• [Task directions] All that should be output is the block of lines below from the line with "[tag] one dot per instance, sample [555,243]." to the line with "Target: flat screen television", both included, exactly as written.

• [Input records]
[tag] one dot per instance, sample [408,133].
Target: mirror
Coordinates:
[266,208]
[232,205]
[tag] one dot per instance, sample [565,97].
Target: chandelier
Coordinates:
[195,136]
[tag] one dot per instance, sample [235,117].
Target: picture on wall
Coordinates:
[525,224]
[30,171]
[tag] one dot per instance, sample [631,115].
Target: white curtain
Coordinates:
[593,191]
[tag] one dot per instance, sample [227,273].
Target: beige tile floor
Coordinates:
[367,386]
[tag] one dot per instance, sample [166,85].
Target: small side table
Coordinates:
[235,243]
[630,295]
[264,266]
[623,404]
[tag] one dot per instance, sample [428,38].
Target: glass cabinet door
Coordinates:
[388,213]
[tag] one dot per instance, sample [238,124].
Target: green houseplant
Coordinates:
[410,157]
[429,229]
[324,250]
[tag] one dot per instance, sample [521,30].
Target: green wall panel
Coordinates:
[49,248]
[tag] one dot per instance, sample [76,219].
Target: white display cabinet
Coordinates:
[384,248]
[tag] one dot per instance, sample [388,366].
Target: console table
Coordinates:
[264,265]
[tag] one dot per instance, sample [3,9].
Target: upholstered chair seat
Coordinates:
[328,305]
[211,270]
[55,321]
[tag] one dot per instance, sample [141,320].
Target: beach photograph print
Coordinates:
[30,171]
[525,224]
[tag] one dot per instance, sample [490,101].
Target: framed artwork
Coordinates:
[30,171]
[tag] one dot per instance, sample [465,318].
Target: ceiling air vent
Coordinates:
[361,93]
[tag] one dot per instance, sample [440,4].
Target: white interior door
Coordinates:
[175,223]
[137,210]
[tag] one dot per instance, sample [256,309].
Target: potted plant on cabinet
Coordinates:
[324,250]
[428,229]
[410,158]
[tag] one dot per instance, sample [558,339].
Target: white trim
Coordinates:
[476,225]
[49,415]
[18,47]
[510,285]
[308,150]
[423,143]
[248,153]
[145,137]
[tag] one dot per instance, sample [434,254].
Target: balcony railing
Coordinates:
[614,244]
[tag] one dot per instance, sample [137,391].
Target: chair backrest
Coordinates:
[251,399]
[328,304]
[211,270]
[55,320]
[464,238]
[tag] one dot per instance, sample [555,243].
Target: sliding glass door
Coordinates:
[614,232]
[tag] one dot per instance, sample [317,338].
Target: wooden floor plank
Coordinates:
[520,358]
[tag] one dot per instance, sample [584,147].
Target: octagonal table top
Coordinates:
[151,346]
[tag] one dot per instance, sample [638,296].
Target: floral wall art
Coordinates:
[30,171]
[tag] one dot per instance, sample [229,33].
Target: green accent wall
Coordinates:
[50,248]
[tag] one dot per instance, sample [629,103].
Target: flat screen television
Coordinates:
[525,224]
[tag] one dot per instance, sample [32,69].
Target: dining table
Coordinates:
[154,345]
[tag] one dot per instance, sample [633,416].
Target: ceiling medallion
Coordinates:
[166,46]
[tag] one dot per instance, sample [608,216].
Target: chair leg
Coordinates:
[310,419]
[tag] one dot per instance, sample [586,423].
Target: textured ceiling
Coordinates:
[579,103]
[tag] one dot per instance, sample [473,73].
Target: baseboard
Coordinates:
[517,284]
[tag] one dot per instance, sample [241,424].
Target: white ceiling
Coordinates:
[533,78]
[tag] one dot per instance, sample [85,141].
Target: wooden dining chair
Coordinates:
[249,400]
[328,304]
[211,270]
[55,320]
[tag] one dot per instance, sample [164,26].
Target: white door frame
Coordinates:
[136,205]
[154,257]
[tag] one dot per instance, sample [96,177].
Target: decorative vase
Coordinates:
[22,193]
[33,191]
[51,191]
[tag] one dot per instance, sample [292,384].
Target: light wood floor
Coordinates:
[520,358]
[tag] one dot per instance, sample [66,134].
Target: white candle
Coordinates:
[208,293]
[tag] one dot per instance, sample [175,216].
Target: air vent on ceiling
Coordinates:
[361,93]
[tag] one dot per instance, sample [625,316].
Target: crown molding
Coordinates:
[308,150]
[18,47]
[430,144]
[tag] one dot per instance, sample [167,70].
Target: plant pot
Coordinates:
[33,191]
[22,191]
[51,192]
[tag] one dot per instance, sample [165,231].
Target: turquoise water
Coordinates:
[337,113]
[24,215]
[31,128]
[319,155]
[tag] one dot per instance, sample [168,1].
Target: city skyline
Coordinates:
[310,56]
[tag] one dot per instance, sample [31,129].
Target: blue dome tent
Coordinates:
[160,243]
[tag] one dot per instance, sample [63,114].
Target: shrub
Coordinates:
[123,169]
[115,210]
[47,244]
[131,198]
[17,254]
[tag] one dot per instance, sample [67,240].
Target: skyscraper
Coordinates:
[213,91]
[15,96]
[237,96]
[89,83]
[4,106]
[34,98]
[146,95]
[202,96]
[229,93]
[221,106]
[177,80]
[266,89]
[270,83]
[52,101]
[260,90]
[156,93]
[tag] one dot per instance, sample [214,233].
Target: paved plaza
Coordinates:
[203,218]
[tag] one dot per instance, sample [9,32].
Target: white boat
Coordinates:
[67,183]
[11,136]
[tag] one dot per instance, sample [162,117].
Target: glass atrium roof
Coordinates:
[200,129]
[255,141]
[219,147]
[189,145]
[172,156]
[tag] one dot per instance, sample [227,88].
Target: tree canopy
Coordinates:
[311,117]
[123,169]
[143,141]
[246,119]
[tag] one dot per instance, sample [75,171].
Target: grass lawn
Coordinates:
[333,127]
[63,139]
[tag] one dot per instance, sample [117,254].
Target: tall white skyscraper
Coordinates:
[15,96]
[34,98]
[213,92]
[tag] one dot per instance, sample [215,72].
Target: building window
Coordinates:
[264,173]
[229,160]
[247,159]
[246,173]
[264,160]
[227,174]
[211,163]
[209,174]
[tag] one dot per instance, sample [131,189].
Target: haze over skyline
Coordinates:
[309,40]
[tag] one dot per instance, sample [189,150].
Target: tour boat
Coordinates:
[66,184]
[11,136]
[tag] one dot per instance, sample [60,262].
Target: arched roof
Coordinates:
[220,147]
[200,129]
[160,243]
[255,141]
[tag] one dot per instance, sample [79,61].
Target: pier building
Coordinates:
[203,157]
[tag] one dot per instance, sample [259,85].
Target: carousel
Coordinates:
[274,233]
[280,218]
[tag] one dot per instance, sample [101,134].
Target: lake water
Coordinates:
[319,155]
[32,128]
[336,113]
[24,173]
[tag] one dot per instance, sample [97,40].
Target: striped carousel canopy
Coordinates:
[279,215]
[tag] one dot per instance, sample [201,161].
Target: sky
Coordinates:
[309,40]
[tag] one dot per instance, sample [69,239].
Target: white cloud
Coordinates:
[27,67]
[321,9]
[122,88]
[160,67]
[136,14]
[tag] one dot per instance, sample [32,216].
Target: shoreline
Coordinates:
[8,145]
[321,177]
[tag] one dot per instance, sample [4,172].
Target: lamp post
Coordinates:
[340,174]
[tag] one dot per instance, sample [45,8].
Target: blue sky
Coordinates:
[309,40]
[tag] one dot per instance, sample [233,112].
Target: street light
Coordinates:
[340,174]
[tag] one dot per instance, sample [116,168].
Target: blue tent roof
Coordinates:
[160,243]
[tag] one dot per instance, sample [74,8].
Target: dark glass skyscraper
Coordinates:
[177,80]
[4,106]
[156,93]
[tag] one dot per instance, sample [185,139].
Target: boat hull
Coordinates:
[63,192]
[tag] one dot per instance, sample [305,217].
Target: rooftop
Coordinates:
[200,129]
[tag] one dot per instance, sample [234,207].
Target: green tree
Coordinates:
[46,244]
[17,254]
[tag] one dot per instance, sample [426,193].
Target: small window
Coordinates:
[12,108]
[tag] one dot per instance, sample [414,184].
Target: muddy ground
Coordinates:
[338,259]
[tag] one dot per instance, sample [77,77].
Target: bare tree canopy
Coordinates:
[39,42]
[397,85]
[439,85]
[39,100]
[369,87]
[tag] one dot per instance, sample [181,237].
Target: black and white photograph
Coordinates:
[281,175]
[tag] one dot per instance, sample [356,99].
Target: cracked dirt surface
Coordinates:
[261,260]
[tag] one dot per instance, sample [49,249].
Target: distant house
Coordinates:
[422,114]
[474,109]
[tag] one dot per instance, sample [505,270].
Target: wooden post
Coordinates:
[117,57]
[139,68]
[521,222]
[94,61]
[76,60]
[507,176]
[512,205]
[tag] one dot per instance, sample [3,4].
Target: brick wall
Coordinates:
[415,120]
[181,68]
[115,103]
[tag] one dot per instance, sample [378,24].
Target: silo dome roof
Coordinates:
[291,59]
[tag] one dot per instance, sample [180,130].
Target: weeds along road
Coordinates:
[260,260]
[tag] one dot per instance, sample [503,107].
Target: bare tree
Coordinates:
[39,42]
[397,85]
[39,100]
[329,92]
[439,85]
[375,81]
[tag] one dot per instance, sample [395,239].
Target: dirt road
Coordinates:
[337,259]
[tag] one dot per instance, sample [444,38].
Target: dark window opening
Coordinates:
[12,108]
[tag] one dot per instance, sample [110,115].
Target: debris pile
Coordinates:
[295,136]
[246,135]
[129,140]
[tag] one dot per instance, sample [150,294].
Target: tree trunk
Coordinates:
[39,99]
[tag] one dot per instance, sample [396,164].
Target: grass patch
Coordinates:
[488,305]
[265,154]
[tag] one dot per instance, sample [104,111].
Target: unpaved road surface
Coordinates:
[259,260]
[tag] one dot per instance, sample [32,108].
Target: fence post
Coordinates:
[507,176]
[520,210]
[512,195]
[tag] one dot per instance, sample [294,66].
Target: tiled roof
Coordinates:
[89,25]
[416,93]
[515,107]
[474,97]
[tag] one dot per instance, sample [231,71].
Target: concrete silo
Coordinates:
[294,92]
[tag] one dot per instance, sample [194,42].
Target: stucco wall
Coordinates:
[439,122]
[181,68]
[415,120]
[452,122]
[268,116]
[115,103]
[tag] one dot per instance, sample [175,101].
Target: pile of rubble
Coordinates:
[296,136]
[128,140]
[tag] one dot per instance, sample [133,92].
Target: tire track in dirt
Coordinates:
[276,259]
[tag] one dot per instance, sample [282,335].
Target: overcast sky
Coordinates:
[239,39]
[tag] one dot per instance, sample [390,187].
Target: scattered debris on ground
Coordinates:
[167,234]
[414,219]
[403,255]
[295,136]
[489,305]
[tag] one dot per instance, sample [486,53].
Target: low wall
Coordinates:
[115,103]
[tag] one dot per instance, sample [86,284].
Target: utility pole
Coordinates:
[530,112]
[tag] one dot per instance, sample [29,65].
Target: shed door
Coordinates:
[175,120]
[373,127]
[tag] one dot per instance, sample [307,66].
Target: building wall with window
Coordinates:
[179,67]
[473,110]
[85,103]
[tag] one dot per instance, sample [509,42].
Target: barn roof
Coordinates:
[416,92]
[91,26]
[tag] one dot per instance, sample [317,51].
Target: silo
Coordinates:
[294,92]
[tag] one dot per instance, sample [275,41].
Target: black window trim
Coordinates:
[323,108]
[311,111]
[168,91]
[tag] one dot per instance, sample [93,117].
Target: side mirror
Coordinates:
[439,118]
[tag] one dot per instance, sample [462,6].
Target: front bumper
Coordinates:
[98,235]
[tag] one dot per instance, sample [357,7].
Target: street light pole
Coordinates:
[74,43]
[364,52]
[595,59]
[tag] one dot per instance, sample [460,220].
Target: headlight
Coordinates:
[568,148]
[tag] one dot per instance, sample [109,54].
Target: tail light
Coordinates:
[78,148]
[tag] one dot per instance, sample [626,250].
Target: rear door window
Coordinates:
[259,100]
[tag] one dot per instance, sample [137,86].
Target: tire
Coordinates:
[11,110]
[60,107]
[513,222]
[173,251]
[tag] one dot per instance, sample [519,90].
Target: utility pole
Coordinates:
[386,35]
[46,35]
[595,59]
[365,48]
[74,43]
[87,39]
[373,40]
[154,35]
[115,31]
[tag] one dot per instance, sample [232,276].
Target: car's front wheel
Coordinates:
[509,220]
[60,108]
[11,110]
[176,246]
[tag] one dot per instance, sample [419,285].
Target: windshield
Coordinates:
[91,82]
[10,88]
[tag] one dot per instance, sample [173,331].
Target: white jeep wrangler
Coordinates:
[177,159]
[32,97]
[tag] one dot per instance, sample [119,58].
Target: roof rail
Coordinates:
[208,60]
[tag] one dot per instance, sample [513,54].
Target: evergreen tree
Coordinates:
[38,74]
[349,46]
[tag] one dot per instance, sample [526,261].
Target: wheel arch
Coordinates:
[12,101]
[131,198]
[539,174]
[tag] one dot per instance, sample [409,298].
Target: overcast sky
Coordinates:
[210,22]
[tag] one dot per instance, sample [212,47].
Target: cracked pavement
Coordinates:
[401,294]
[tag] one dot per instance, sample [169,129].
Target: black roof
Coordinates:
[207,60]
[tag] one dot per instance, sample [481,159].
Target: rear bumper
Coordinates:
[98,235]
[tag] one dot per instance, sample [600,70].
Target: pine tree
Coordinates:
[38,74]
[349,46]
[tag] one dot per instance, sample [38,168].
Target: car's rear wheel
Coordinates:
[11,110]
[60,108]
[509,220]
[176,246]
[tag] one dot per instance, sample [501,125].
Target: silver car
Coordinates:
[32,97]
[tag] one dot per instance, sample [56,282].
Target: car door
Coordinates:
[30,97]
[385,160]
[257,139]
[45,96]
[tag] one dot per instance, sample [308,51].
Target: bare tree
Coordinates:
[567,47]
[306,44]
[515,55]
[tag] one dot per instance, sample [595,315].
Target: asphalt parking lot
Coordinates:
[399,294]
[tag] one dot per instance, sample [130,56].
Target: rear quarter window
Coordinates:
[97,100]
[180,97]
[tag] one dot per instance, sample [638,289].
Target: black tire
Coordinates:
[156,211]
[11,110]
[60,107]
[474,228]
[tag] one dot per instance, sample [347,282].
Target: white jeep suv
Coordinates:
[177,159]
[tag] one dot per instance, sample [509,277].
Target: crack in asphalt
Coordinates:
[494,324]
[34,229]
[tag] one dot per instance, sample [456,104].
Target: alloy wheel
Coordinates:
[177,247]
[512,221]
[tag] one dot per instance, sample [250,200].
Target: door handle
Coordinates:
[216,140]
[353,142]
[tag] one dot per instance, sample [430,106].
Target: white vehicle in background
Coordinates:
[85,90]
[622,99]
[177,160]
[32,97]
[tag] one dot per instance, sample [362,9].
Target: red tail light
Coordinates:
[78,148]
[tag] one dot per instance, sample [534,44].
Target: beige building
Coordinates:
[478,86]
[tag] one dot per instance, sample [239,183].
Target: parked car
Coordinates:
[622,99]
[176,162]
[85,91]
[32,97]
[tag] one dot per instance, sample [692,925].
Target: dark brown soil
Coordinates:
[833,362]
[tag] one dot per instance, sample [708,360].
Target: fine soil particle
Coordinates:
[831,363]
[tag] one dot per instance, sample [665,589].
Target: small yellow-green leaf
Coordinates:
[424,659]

• [Answer space]
[tag] one dot per instance, sample [555,243].
Target: sliding glass door
Coordinates:
[614,232]
[tag] one dot per instance, sample [317,338].
Target: wooden floor plank
Coordinates:
[520,358]
[tag] one dot per instance, sample [584,147].
Target: octagonal table top
Coordinates:
[151,346]
[tag] one dot per instance, sample [638,296].
Target: floral wall art
Coordinates:
[30,171]
[tag] one dot per instance, sample [229,33].
Target: green accent wall
Coordinates:
[50,248]
[tag] one dot per instance, sample [629,103].
Target: flat screen television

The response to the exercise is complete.